■ Fragmento del texto ■
┄┄┄┄┄┄

Desde mi infancia en San Juan de los Morros, en mi modesta casa de la avenida Miranda, la imagen del “médico del pueblo” nunca faltó en nuestro altar.
Mi madre, con un presupuesto ajustado, siempre encontraba cómo comprar las velitas que alumbraban su figura. Aquel retrato de José Gregorio, con su sombrero negro y su mirada serena, parecía escuchar nuestras plegarias.
Era, y sigue siendo, un símbolo de ternura, humildad y consuelo en los momentos más difíciles.
El camino hacia su santificación no fue sencillo. Fue el fruto de una devoción popular que, durante décadas, resistió el olvido y los prejuicios. Como recordó el cardenal Baltazar Porras, fue el clamor de un pueblo entero lo que abrió las puertas del Vaticano.
Por eso, cuando hoy, 19 de octubre de 2025, en la Plaza de San Pedro, se proclame oficialmente su canonización junto a la de la Madre Carmen Rendiles, Venezuela entera se se pondrá de pie.

┄┄┄┄┄┄

■ Listado proporcionado ■
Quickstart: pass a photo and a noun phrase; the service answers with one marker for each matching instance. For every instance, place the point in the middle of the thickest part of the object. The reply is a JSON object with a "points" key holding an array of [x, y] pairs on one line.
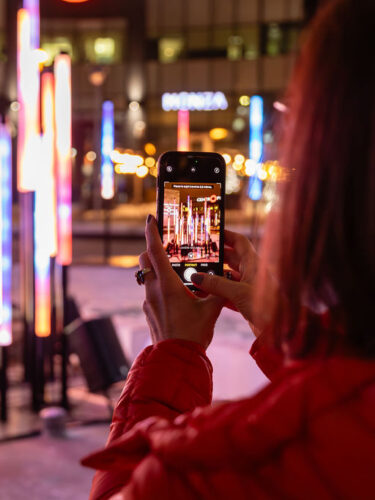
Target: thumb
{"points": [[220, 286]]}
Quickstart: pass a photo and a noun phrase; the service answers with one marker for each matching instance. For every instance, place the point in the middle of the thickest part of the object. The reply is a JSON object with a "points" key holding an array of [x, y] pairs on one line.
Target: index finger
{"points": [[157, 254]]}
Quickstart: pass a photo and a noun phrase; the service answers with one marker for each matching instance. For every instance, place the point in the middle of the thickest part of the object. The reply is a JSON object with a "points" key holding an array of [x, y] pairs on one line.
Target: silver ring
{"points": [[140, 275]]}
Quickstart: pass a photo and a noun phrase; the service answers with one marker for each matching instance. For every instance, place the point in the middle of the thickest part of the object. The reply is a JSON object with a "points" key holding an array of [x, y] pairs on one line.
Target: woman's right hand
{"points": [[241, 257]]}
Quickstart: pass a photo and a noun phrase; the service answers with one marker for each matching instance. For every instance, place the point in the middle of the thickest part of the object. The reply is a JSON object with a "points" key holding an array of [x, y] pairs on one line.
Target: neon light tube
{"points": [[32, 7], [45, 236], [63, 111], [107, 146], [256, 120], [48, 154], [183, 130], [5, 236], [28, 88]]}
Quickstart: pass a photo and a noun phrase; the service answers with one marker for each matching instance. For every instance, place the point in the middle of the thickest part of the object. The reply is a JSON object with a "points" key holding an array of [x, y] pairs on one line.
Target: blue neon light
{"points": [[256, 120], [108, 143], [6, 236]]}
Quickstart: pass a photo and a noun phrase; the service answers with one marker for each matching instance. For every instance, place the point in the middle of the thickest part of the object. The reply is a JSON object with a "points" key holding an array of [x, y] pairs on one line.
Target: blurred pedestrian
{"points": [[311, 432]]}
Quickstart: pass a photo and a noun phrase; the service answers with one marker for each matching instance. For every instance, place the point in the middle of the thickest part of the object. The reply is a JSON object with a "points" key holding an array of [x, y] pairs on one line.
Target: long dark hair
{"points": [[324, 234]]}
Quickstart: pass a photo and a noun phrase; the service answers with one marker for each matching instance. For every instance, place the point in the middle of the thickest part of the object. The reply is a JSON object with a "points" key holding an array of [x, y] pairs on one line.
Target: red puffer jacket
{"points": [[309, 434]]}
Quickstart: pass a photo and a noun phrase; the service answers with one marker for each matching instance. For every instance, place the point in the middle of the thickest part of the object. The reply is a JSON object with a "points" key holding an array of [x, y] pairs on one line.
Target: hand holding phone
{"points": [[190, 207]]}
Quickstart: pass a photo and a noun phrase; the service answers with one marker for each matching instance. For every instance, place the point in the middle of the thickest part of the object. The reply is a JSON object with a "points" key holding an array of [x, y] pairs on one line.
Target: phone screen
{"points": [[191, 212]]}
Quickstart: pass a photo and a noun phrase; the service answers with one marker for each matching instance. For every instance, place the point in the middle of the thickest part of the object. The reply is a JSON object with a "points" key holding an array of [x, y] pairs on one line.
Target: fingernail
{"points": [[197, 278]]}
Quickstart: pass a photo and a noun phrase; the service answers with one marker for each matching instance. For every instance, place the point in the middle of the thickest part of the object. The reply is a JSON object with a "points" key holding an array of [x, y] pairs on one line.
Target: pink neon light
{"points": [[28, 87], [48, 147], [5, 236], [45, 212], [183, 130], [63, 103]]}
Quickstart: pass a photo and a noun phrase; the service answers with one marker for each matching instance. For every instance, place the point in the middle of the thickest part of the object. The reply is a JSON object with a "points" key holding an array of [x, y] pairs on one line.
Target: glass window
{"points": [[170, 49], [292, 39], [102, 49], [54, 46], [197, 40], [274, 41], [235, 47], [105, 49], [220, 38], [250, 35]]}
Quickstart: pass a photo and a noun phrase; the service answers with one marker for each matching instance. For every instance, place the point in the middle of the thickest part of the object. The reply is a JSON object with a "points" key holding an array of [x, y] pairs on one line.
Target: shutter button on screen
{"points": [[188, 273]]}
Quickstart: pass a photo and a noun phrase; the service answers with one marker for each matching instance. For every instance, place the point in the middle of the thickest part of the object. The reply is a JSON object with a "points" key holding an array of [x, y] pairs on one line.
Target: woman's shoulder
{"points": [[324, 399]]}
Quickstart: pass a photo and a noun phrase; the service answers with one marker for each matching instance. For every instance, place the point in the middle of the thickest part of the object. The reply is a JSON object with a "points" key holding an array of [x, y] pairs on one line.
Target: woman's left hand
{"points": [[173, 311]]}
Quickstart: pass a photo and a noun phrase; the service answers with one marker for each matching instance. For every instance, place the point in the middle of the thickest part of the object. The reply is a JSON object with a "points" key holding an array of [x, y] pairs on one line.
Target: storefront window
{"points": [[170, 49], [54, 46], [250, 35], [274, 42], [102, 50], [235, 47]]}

┄┄┄┄┄┄

■ Explorar el material ■
[1] Transcribe el fragmento sobre José Gregorio desde "Mi madre, con" hasta "pondrá de pie.", ambos incluidos.
[2] Según el fragmento sobre José Gregorio, indica si cada afirmación es correcta (sí o no) y cita las palabras exactas que lo deciden:
(a) La casa de la infancia estaba en la avenida Miranda.
(b) En el retrato, José Gregorio lleva un sombrero blanco.
(c) La canonización se proclama junto a la de la Madre Carmen Rendiles.
[3] Por favor, prosigue el fragmento sobre José Gregorio a partir de su última oración.

■ Respuestas por tarea ■
[1]
Mi madre, con un presupuesto ajustado, siempre encontraba cómo comprar las velitas que alumbraban su figura. Aquel retrato de José Gregorio, con su sombrero negro y su mirada serena, parecía escuchar nuestras plegarias.
Era, y sigue siendo, un símbolo de ternura, humildad y consuelo en los momentos más difíciles.
El camino hacia su santificación no fue sencillo. Fue el fruto de una devoción popular que, durante décadas, resistió el olvido y los prejuicios. Como recordó el cardenal Baltazar Porras, fue el clamor de un pueblo entero lo que abrió las puertas del Vaticano.
Por eso, cuando hoy, 19 de octubre de 2025, en la Plaza de San Pedro, se proclame oficialmente su canonización junto a la de la Madre Carmen Rendiles, Venezuela entera se se pondrá de pie.

[2]
(a) Sí: "en mi modesta casa de la avenida Miranda".
(b) No: "con su sombrero negro y su mirada serena".
(c) Sí: "junto a la de la Madre Carmen Rendiles".

[3]
Porque no son solo santos de altar: son emblemas de la resistencia moral. En un país donde la dignidad ha sido pisoteada, sus historias nos recuerdan que la santidad florece incluso en las circunstancias más adversas.
José Gregorio fue el médico que curaba sin cobrar, que socorría al pobre antes que al poderoso, que veía en el sufrimiento humano un deber moral.
La Madre Carmen, aquella mujer consagrada que, aun privada del brazo derecho, nunca dejó de amar, de enseñar ni de servir. Ambos encarnan el espíritu de servicio y entrega silenciosa que tanto necesitamos recuperar.
Nos enseñan que la fe no es resignación: es acción sostenida por la esperanza. Es, en su forma más pura, una rebelión contra la injusticia.
Por eso, esta canonización llega en un momento simbólicamente poderoso.
En medio de la represión, el exilio, la censura y el dolor de las familias separadas, el pueblo venezolano recibe este signo del cielo como una confirmación: no estamos solos. Así como José Gregorio acompañó al enfermo en su cama y la Madre Carmen al necesitado en su soledad, hoy su santidad ampara a una nación que lucha por curarse de las heridas del abuso y del atropello.
Pero esta fe no se queda en los templos. Se encarna en la lucha diaria de millones de venezolanos que no se rinden: en los maestros que siguen enseñando con hambre, en las madres que oran por sus hijos presos injustamente, en los jóvenes que cruzan fronteras con la esperanza de regresar a una patria libre.
Esa misma fe inspira también a quienes, desde la política, han hecho de la verdad y la justicia su misión de vida.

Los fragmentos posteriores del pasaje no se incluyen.